Wednesday, July 27, 2005

'Can't anybody here play this game?'

The FLUBA Committee on Stengelisms directs us to this Walter Pincus-Jim Vandehei piece in the Washington Post:

In a 2002 trip to Niger at the request of the CIA, Wilson found no evidence to support allegations that Iraq was seeking uranium from that African country and reported back to the agency in February 2002.

Along with the question, 'Why, oh why, can't we have a competent reporter at the Post?'

As the not exactly Top Secret report from the Senate Select Committee on Intelligence unanimously reported, Joe Wilson not only said that an Iraqi, who later came to fame as Baghdad Bob, had in fact made overtures to Iraq in 1999 about buying uranium, but that the CIA analysts who graded his debriefing found that to be the most important bit of information he brought back from his trip to Niger.

Task statement —
Continue the blog post about the Washington Post's reporting on Joe Wilson's Niger trip, picking up after its final sentence.

(Stored items)
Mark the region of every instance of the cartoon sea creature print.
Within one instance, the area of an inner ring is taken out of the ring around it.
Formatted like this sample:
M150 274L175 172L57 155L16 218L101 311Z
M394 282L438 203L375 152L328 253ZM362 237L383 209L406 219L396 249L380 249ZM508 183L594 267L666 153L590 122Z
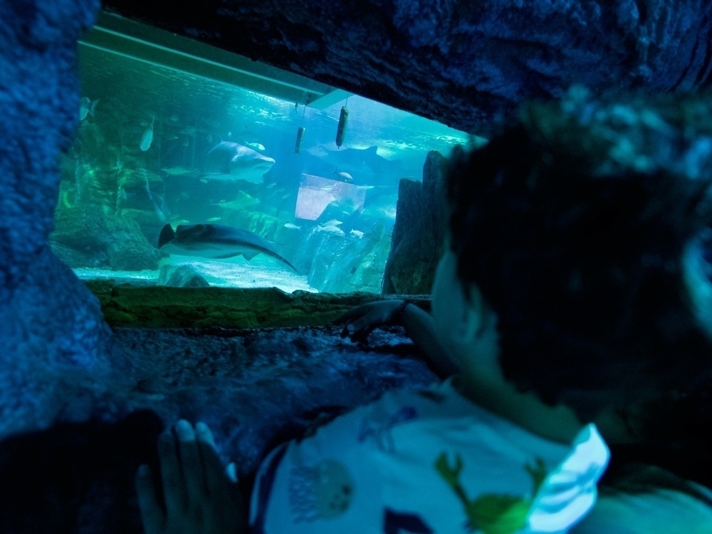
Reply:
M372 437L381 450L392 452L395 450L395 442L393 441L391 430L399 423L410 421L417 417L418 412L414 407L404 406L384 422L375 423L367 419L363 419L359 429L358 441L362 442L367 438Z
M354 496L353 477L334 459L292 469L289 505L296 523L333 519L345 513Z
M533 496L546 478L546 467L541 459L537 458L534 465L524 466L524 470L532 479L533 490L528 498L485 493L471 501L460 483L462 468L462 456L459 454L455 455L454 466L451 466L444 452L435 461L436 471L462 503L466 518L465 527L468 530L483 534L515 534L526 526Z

* * *

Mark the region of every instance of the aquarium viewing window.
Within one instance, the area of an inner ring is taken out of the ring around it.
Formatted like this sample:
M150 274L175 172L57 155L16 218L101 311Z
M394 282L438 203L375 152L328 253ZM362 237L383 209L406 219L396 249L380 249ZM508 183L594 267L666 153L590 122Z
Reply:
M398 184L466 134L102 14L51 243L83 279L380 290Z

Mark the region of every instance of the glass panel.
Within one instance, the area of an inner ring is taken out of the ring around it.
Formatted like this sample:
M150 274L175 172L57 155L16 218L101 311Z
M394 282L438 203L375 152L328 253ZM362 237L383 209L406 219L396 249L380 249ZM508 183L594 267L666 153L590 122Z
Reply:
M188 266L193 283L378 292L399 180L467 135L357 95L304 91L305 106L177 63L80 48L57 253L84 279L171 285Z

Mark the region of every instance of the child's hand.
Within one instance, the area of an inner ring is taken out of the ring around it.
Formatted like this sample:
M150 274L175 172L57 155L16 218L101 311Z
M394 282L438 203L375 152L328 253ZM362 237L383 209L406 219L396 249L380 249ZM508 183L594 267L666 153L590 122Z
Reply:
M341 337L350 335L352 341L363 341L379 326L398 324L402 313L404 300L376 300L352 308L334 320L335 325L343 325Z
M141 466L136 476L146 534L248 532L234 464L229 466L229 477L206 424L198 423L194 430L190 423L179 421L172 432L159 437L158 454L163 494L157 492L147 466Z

---

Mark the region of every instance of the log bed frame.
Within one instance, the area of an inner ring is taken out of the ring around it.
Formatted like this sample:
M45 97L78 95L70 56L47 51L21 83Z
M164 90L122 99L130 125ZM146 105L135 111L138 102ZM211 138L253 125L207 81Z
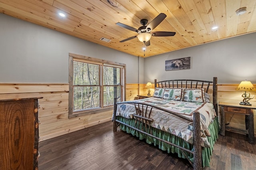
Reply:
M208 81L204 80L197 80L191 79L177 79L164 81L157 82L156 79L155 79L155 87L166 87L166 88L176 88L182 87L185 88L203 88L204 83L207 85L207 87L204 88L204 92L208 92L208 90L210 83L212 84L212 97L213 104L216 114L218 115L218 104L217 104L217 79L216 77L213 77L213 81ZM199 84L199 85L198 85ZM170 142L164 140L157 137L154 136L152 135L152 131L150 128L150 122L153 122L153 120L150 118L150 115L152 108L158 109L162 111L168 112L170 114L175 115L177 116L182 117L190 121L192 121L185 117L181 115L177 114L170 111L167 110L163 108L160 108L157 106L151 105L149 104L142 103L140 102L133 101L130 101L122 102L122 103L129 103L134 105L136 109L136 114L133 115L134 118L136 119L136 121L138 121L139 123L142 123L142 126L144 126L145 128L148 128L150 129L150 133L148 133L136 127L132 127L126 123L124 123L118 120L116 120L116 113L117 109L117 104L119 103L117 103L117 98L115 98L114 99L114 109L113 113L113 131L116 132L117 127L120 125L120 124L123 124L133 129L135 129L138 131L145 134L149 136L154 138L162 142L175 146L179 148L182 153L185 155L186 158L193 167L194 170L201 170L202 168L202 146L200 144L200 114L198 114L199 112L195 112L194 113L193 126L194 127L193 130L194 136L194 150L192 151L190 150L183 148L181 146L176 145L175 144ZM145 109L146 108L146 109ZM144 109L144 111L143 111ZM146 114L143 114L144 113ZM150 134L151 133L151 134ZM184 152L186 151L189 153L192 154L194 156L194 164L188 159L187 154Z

Result of the task —
Wilson merely offered his own opinion that his contacts in Niger should be believed when they told him they had refused to do so. Which brings us to Christopher Hitchens in Slate:

A fairly senior CIA female bureaucrat, not involved in risky activity in the field, proposes her own husband for a mission to Niger, on the very CIA-sounding grounds that he enjoys good relations with the highly venal government there, and in particular with its Ministry of Mines. This government, according to unrefuted intelligence-gathering from British and other European intelligence agencies, is covertly discussing sanctions-breaking sales of its uranium to a number of outlaw regimes, including that of Saddam Hussein. The husband, who has since falsely denied being recommended by his wife, revisits his "good contacts" in Niger for a brief trip and issues them a clean bill.

Hitchens fails to add that said husband is a retired diplomat who now earns his living representing people who would like to invest in gold mines in that country. Imagine the outrage amongst the crowd currently throwing charges of treason at Karl Rove if that former diplomat had turned out to be a foreign policy adviser to George W. Bush rather than John Kerry.